GIVEN EXERCISE: Please rewrite the entries below with each "set one marker" replaced by "place a single point" and everything else left unchanged. Omit the pictures from your answer.
--- BEGIN SOURCE DATA ---
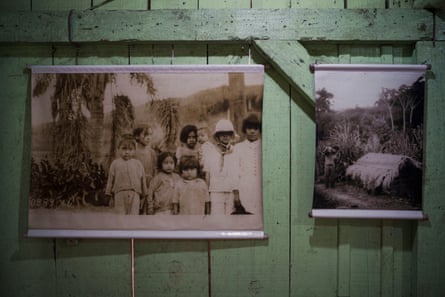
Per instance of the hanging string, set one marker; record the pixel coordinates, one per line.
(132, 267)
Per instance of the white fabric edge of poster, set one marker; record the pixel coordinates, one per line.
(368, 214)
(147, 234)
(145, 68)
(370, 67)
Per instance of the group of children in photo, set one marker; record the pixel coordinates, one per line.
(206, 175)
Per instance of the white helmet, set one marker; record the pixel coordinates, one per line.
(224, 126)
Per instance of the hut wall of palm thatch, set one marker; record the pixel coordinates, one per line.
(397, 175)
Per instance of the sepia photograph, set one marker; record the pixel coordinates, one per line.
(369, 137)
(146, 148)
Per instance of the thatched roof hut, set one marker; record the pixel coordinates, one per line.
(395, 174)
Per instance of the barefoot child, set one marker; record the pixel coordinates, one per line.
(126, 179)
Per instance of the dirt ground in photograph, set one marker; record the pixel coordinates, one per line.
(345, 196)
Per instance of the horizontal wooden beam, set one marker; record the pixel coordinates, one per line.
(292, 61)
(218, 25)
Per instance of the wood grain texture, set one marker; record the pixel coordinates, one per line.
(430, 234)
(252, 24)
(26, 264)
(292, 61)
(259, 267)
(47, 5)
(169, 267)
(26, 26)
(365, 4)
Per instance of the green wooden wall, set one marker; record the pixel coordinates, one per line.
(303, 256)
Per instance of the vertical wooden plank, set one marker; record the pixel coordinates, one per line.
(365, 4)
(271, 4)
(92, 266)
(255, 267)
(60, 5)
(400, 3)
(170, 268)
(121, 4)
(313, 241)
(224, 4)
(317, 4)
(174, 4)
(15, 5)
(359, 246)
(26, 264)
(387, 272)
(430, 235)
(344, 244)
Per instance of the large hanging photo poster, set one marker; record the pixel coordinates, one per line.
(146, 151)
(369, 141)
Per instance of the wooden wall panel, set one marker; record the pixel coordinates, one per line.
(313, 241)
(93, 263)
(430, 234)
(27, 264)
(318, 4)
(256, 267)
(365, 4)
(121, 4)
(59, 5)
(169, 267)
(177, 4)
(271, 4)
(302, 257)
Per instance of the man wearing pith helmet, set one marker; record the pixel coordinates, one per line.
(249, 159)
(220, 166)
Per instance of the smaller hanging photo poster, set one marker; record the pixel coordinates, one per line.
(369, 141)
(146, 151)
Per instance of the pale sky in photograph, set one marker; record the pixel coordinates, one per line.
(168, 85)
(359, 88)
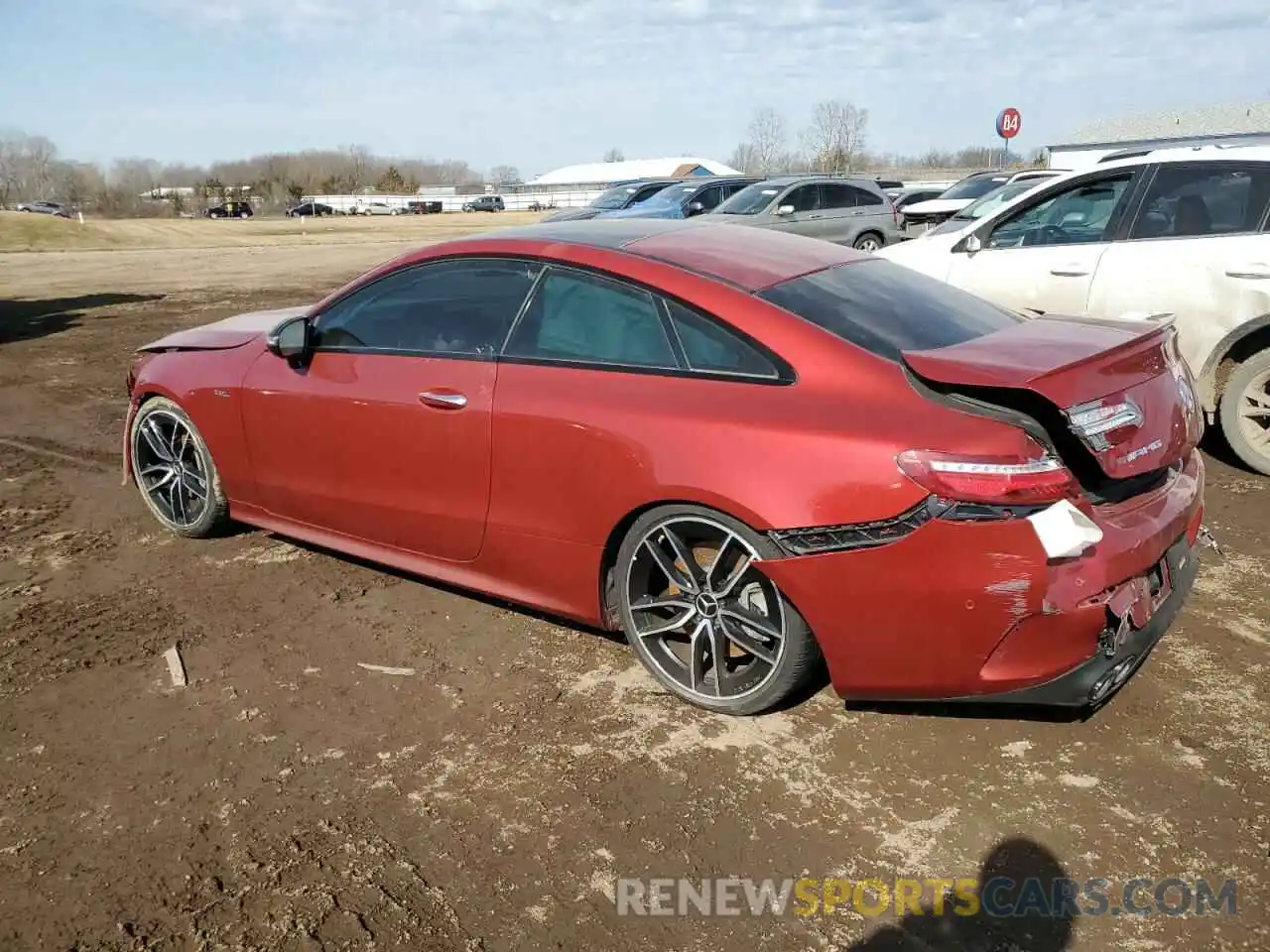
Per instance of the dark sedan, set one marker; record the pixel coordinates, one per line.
--- END SOURCE DATA ---
EXERCISE ANSWER:
Per instance of the hanging string, place a single point; record the pixel coordinates, one per line.
(132, 267)
Per instance of the white fabric edge of poster, place a single point; record the pixel coordinates, one per line.
(368, 214)
(147, 234)
(145, 68)
(370, 67)
Per instance of the group of children in photo, place a single point; record the pixel coordinates, one per line.
(206, 175)
Per instance of the white helmet, place a single point; record the pixel coordinates, one per line.
(224, 126)
Per instance of the hut wall of palm thatch, place a single point; record the pixel coordinates, one per line.
(397, 175)
Per instance of the sepia photograph, place a single point; record the pixel coordinates, one per line.
(369, 137)
(146, 148)
Per instance of the thatched roof hut, place a single point; record the pixel coordinates, one per line.
(395, 174)
Per instance of the barefoot child, place a single point; record the pixel coordinates, one per line.
(126, 179)
Per instance of the dirt ground in photograph, place a single point; record the pixel coordinates, one per line.
(345, 196)
Per instance of the horizontal wooden beam, place a single point; record the pixel coordinates, one per line.
(292, 61)
(218, 25)
Per instance of the wood grain texture, place a single point; record the pixel coordinates, one per line.
(430, 234)
(252, 24)
(26, 264)
(292, 61)
(259, 267)
(47, 5)
(169, 267)
(26, 26)
(365, 4)
Per instance of the green wooden wall, place a single point; record the pixel coordinates, one per line.
(303, 256)
Per instance of the vertical wooden plank, place a single point; record the pixel coordinates, one per line.
(365, 4)
(271, 4)
(92, 266)
(255, 267)
(60, 5)
(400, 3)
(170, 268)
(121, 4)
(313, 241)
(224, 4)
(317, 4)
(174, 4)
(15, 5)
(359, 246)
(26, 264)
(387, 272)
(430, 235)
(344, 244)
Per instance of the large hanging photo poster, place a single point; record the pixel coordinates, one per line.
(146, 151)
(369, 141)
Per instance of the wooden wall panel, place a single point; record the pixel coordinates, one per line.
(313, 241)
(93, 263)
(430, 234)
(27, 264)
(318, 4)
(256, 267)
(365, 4)
(121, 4)
(59, 5)
(169, 267)
(177, 4)
(271, 4)
(302, 257)
Per instance of the man wearing pith helmet, place a single point; record the pixel coordinates, one per line.
(249, 159)
(220, 166)
Per instance of the smaller hanging photo poster, place a single point; record the pixel coordinates, one per line.
(369, 141)
(146, 151)
Per instance of the pale sky in photograph, place a single point; record the pixel coordinates, one per line.
(168, 85)
(359, 88)
Per instance of the dark sedan, place a single point; record the pixel coordinates, one per line.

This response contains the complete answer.